## begin Records supplied

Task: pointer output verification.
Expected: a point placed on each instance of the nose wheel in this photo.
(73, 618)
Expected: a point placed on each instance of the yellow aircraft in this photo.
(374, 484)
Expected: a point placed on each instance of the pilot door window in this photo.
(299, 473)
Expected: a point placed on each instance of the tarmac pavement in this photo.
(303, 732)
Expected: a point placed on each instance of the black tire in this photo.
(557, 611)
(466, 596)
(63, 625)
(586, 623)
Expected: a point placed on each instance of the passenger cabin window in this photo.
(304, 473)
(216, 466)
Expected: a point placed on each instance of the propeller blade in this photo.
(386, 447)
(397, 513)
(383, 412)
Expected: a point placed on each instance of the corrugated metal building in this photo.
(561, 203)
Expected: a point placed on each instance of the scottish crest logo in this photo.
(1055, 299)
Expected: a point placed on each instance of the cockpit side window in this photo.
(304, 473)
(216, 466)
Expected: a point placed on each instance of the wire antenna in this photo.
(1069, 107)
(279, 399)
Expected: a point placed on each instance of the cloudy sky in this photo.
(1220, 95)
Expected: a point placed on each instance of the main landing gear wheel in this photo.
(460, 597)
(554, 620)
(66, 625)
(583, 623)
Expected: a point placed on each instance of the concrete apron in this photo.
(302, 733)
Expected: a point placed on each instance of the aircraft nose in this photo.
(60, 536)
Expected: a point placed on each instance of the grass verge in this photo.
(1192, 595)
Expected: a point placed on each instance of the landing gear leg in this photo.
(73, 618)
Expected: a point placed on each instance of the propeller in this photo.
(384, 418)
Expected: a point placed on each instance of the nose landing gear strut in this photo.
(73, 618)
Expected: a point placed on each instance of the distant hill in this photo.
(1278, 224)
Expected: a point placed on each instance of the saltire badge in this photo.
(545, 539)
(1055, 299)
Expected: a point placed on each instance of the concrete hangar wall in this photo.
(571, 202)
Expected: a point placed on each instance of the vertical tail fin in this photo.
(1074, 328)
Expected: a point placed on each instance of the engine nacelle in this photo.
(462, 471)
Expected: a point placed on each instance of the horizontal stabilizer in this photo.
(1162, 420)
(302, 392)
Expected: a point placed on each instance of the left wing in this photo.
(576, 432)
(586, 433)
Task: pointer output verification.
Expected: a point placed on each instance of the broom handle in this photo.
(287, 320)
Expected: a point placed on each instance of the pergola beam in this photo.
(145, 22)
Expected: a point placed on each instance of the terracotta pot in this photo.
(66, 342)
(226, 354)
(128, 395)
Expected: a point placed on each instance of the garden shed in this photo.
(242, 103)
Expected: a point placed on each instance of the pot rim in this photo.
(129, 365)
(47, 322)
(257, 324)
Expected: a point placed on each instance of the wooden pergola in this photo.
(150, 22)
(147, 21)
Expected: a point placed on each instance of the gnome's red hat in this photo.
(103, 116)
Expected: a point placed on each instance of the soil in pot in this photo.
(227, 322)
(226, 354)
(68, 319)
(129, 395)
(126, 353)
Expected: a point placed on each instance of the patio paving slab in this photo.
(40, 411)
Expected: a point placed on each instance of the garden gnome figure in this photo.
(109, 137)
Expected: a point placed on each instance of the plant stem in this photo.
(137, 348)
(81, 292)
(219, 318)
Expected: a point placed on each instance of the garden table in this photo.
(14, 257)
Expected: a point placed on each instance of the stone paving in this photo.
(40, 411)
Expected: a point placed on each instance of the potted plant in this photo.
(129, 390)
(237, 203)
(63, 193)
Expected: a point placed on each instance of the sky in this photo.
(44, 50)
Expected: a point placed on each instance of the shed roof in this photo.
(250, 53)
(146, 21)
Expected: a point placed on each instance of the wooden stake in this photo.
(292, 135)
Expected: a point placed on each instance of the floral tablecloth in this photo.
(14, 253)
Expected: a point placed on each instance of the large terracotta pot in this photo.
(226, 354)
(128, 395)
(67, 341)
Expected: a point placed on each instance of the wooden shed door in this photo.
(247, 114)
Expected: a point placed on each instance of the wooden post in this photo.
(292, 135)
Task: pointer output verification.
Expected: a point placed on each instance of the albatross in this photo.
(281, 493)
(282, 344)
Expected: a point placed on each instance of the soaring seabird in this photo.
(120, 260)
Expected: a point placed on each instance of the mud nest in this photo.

## end Records supplied

### Set exercise
All the data must be duplicated exactly, with nothing added or removed.

### Task response
Task: pointer output verification.
Expected: a point placed on each instance of the nose wheel in this photo.
(73, 618)
Expected: a point placed on each instance of the yellow aircraft in this photo.
(374, 484)
Expected: a point placed on each instance of the pilot door window in this photo.
(299, 473)
Expected: a point placed on each instance of the tarmac pavement in this photo.
(303, 732)
Expected: a point placed on each instance of the black tire in this photo.
(557, 611)
(466, 596)
(63, 625)
(586, 623)
Expected: a point placed on each instance of the passenger cabin window in this photo.
(304, 473)
(216, 466)
Expected: a point placed on each instance of the propeller blade in this photo.
(386, 447)
(397, 513)
(383, 412)
Expected: a point placed on each instance of the corrugated metal building in this photo.
(561, 203)
Expected: a point placed on each instance of the scottish crest logo in this photo.
(1055, 299)
Expected: a point placed on each instance of the cockpit side window in this photo.
(304, 473)
(216, 466)
Expected: a point placed on each instance of the wire antenna in this photo.
(1069, 107)
(279, 399)
Expected: a point placed on each instance of the cloudy sky in this photo.
(1220, 95)
Expected: a point placed on each instance of the main landing gear wheel in this photo.
(460, 597)
(554, 620)
(66, 625)
(583, 623)
Expected: a point placed on each instance of the concrete apron in this photo.
(302, 733)
Expected: a point placed on each instance of the aircraft nose in this photo.
(60, 536)
Expected: a point placed on each instance of the grass verge in this photo.
(1192, 595)
Expected: a point placed on each instance of the landing gear leg in this photo.
(73, 618)
Expected: a point placed on each instance of the propeller in this photo.
(384, 418)
Expected: a point placed on each instance of the nose landing gear strut in this photo.
(73, 618)
Expected: a point placed on each instance of the distant hill in this photo.
(1278, 224)
Expected: a point placed on each instance of the saltire badge in this photo.
(545, 539)
(1055, 299)
Expected: a point placed on each instance of the concrete hangar wall in this photo.
(571, 202)
Expected: a point placed on each instance of the vertical tail fin in this photo.
(1074, 328)
Expected: a point placed on each instance of the engine nacelle in this photo.
(462, 471)
Expected: a point placed on each instance of the horizontal stabilizer in this photo.
(1162, 420)
(302, 392)
Expected: a point placed on each instance of the left wing in this photo.
(576, 432)
(586, 433)
Task: pointer output verification.
Expected: a point placed on each instance of the broom handle in this photo.
(287, 320)
Expected: a point placed on each instance of the pergola beam in this photo.
(145, 22)
Expected: a point placed on each instance of the terracotta pot in this photo.
(66, 342)
(226, 354)
(128, 395)
Expected: a point placed on each instance of the garden shed in this photo.
(242, 103)
Expected: a point placed on each instance of the pot rim in this photo.
(129, 365)
(47, 322)
(257, 324)
Expected: a point placed on each instance of the wooden pergola in this photo.
(150, 22)
(147, 21)
Expected: a point placed on each instance of the gnome's red hat in this photo.
(103, 116)
Expected: a point placed on each instance of the soil in pot in this photo.
(227, 322)
(226, 354)
(68, 319)
(129, 395)
(126, 353)
Expected: a point placed on each instance of the patio paving slab in this photo.
(40, 411)
Expected: a point placed on each instance of the garden gnome figure in this photo.
(109, 137)
Expected: a point placed on each instance of the plant stem in this photo.
(137, 348)
(81, 292)
(219, 318)
Expected: a point placed on each instance of the garden table in this photo.
(14, 257)
Expected: a point placed on each instance of the stone paving in this photo.
(40, 411)
Expected: a point placed on each instance of the potted plant in this photo.
(129, 390)
(237, 203)
(63, 193)
Expected: a point placed on each instance of the sky in this photo.
(44, 50)
Expected: a point placed on each instance of the shed roof in this photo.
(250, 53)
(146, 21)
Expected: a point placed on each instance of the wooden stake in this photo.
(292, 135)
Expected: a point placed on each instance of the floral tablecloth in this photo.
(14, 253)
Expected: a point placed on each instance of the large terracotta pot in this photo.
(226, 354)
(128, 395)
(67, 341)
Expected: a point placed on each instance of the wooden shed door in this photo.
(247, 114)
Expected: a point placed on each instance of the wooden post in this photo.
(292, 135)
Task: pointer output verification.
Expected: a point placed on each instance of the albatross in this photo.
(281, 493)
(282, 344)
Expected: a point placed on each instance of the soaring seabird in this photo.
(120, 260)
Expected: a point placed on each instance of the mud nest in this photo.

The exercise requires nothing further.